Data to examine —
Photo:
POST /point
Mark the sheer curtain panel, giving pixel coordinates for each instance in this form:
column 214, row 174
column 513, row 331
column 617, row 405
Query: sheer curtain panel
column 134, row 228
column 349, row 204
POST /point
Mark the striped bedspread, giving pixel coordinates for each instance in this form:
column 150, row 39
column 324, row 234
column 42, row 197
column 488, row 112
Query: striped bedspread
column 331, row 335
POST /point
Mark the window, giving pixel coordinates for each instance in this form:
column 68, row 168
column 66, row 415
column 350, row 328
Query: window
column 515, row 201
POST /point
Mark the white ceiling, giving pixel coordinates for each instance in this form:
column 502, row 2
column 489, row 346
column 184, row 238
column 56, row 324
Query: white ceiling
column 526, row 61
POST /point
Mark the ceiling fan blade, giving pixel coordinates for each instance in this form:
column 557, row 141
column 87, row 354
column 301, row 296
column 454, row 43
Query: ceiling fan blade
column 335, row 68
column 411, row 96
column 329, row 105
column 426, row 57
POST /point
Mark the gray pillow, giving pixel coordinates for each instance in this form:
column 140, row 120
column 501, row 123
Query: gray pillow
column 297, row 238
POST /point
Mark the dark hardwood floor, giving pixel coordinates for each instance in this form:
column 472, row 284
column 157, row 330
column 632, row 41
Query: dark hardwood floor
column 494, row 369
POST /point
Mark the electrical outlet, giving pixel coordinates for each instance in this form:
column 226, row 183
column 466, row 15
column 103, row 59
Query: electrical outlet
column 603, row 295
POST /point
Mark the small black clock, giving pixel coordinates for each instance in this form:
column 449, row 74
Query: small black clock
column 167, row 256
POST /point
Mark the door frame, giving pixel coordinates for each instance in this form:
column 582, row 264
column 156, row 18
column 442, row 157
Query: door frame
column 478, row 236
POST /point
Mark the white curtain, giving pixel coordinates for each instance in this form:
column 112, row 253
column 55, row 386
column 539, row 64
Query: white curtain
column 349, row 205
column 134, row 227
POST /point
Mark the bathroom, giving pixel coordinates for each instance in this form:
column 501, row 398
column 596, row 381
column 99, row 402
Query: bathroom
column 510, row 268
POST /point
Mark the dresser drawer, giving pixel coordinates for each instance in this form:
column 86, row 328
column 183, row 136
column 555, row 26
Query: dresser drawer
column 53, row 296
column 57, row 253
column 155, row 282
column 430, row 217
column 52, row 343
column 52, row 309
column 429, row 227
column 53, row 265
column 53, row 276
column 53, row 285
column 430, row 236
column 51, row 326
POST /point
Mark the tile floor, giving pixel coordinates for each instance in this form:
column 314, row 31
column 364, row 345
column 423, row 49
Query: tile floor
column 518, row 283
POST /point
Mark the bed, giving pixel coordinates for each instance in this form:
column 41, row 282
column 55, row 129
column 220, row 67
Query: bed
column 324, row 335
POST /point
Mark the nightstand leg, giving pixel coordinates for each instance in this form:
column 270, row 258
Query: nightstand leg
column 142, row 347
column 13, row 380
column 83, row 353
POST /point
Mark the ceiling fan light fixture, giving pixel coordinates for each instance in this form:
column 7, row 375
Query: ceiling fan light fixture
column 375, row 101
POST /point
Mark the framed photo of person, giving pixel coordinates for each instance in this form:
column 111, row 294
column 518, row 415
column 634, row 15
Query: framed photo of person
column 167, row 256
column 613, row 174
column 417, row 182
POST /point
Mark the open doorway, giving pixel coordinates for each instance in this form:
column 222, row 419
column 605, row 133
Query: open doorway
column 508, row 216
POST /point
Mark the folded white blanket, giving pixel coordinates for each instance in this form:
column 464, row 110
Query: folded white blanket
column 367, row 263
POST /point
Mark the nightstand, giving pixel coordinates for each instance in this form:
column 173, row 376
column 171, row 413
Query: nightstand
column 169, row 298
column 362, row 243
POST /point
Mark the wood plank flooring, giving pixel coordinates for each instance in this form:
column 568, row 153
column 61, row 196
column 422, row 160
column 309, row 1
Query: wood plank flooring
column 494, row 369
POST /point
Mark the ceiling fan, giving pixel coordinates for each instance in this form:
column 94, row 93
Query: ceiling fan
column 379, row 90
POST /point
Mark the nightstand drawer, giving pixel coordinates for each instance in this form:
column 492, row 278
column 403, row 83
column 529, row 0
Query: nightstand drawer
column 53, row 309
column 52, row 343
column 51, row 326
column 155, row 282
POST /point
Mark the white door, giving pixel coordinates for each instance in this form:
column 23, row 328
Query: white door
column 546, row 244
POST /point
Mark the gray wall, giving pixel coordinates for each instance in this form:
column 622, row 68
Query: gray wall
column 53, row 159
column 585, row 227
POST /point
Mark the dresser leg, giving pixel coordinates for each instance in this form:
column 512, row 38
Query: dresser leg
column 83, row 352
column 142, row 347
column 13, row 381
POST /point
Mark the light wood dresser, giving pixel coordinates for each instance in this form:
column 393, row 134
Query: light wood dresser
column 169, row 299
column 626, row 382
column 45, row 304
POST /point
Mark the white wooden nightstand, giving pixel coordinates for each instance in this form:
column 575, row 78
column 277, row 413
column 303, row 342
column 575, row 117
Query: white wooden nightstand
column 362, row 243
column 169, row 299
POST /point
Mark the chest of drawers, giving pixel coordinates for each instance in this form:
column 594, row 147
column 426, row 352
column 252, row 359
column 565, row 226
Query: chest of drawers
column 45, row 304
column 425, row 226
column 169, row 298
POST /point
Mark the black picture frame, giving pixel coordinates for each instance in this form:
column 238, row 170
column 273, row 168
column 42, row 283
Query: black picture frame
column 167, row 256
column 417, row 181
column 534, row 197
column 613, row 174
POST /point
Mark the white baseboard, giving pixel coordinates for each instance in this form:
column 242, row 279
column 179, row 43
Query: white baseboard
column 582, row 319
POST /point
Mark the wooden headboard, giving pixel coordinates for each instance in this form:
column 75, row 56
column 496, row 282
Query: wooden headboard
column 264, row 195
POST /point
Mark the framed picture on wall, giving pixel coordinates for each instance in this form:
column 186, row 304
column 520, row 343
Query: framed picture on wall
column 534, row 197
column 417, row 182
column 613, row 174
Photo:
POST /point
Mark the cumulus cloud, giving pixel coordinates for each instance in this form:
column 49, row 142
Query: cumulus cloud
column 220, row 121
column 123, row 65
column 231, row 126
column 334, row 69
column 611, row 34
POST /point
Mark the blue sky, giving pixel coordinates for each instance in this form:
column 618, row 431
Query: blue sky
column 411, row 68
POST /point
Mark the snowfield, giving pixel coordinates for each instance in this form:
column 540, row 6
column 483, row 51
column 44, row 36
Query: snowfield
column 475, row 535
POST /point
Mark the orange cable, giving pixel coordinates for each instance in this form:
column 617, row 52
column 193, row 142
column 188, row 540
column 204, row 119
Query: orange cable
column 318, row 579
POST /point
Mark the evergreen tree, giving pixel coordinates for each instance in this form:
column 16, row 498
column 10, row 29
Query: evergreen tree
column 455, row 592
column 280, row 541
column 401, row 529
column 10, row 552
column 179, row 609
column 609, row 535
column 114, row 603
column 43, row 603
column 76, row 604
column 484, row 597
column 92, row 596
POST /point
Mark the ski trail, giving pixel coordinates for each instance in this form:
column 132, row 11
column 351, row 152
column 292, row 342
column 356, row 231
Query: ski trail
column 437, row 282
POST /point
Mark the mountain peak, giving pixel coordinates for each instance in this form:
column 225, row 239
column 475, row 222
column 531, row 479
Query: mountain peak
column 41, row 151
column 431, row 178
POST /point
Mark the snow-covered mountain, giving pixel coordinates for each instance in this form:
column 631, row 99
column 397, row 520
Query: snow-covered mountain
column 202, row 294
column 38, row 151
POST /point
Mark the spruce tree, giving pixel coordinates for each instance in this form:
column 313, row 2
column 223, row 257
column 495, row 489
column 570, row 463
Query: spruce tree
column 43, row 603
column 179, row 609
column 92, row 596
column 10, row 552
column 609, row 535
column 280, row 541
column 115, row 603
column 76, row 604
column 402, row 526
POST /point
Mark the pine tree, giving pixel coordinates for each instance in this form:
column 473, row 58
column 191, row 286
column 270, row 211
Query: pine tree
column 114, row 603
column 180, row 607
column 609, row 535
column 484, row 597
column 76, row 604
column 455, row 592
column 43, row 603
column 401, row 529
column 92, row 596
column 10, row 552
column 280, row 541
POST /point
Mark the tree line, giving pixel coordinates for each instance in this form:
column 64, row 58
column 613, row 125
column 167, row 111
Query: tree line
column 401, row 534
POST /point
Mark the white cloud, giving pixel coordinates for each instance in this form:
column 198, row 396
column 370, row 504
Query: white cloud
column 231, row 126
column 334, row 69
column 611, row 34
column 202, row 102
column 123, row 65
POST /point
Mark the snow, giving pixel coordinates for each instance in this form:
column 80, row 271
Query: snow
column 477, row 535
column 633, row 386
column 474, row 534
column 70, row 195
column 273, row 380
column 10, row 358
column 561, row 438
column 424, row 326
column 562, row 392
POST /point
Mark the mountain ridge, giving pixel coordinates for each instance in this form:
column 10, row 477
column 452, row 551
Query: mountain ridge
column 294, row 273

The task — Each line from the top of the listing down to and including the one containing "column 350, row 328" should be transcribed exactly; nothing else is to be output.

Response to the exercise —
Photo:
POST /point
Mark the sheer curtain panel, giving pixel coordinates for each instance in this form:
column 214, row 174
column 513, row 331
column 617, row 405
Query: sheer curtain panel
column 134, row 228
column 349, row 204
POST /point
Mark the striped bedspread, giving pixel coordinates for each instance in this form:
column 150, row 39
column 324, row 234
column 42, row 197
column 488, row 112
Query: striped bedspread
column 331, row 335
POST /point
Mark the window, giving pixel coordinates for each instance in this form:
column 68, row 168
column 66, row 415
column 350, row 328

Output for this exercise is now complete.